• **Text segment**
Jordan is an energetic 9-year-old who enters a room with a bounce in her step. She likes to write, color and play with her friends. Her face lights up as she sifts through a bin of toys with her younger brother, finding treasures among the cars, trucks and rainbow-colored stuffed frogs, following a check-up at the BMT Clinic at University of Minnesota Medical Center, Fairview.
Her mom, Laurie, delights in this moment of normalcy—a moment she had been waiting for since 1997 when Jordan was diagnosed with Fanconi anemia, a rare, inherited disease that causes bone marrow failure.
Jordan’s family was introduced to the disease by a fever that just wouldn’t come down. A low platelet count and bruising led to further tests that confirmed her diagnosis.
“The first thing I thought was ‘what is it?’ I’m a nurse, and I had never heard of it,” Laurie says of the disease.
After researching Fanconi, Laurie discussed options with Jordan’s doctor. “He said we could treat her so she could have a fuller life or ‘put her in a glass bubble,’ basically do nothing,” protecting her compromised immune system. They chose the former.
At her doctor’s recommendation, in 2001, Jordan came to University of Minnesota Medical Center, home to the world-renown Fanconi Anemia Comprehensive Care Program—the single largest treatment center for FA patients in the United States. Here she received an unrelated donor umbilical cord blood transplant. Fairview-University BMT Services is one of the nation’s largest cord blood transplant programs.
While waiting for the transplant to take was most difficult for the family, Laurie says she appreciated most the care that the nurses and doctors, especially Jordan’s doctor, Margaret MacMillan, M.D., University of Minnesota Physicians. “She’s wonderful,” Laurie says.
Now Jordan is back in school with her friends and has taken up ballet dancing. “We chose to let her live her life,” says Laurie. And she is, every step of the way.

• **What to work on**
**a.** Repeat the piece about Jordan word for word, everything from "After researching Fanconi, Laurie" down to "blood transplant programs.".
**b.** Answer these questions from the piece about Jordan:
(i) In what year was Jordan diagnosed with Fanconi anemia?
(ii) What kind of transplant did Jordan receive?
(iii) What activity has Jordan taken up since returning to school?
**c.** Sum up the piece about Jordan in two sentences.

• **Record extracts**
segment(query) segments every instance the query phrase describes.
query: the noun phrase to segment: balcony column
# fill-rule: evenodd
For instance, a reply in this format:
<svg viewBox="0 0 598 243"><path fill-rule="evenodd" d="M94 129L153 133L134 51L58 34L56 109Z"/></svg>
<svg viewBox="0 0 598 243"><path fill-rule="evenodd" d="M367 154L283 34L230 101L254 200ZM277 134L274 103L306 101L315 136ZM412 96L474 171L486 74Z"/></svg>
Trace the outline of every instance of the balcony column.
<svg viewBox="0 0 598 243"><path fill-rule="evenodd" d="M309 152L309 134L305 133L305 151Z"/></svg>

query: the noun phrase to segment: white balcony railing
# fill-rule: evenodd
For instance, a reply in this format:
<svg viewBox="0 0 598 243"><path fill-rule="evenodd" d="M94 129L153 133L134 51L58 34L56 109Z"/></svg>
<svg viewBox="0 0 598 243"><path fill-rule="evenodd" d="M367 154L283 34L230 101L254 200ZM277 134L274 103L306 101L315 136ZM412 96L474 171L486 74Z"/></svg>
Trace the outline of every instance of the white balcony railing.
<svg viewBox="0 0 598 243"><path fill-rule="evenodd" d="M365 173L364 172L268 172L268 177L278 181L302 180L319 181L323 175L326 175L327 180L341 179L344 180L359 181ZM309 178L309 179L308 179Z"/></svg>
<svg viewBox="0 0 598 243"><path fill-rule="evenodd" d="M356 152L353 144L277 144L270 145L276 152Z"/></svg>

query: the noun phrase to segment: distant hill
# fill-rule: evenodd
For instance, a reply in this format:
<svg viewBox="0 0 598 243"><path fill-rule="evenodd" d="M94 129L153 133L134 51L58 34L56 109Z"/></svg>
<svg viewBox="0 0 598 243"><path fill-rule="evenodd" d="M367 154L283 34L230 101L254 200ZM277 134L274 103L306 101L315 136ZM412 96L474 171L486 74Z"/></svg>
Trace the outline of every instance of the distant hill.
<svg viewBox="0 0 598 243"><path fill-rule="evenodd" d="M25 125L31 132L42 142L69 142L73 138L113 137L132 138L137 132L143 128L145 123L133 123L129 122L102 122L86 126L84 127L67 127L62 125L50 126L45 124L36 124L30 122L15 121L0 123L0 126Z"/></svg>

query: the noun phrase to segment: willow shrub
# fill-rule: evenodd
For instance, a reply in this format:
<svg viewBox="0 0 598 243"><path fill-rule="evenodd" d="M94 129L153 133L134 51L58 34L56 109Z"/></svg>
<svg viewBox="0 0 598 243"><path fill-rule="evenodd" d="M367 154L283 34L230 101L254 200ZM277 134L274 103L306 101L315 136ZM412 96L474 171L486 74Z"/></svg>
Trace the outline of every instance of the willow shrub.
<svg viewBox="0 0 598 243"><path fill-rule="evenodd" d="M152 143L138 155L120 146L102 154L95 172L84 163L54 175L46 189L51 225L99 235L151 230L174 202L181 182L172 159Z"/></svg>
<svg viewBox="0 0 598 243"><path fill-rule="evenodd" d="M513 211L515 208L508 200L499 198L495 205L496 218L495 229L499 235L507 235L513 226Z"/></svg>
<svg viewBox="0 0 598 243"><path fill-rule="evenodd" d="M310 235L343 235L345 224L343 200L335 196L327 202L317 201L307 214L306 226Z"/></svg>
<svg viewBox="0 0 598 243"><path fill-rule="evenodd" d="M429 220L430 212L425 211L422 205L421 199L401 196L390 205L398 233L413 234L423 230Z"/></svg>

• **Solutions in order**
**a.**
After researching Fanconi, Laurie discussed options with Jordan’s doctor. “He said we could treat her so she could have a fuller life or ‘put her in a glass bubble,’ basically do nothing,” protecting her compromised immune system. They chose the former.
At her doctor’s recommendation, in 2001, Jordan came to University of Minnesota Medical Center, home to the world-renown Fanconi Anemia Comprehensive Care Program—the single largest treatment center for FA patients in the United States. Here she received an unrelated donor umbilical cord blood transplant. Fairview-University BMT Services is one of the nation’s largest cord blood transplant programs.

**b.**
(i) 1997
(ii) An unrelated donor umbilical cord blood transplant
(iii) Ballet dancing

**c.** Jordan, diagnosed in 1997 with Fanconi anemia, a rare inherited disease that causes bone marrow failure, received an unrelated donor umbilical cord blood transplant at University of Minnesota Medical Center in 2001. Her family chose treatment so she could have a fuller life, and she is now back in school with her friends and has taken up ballet.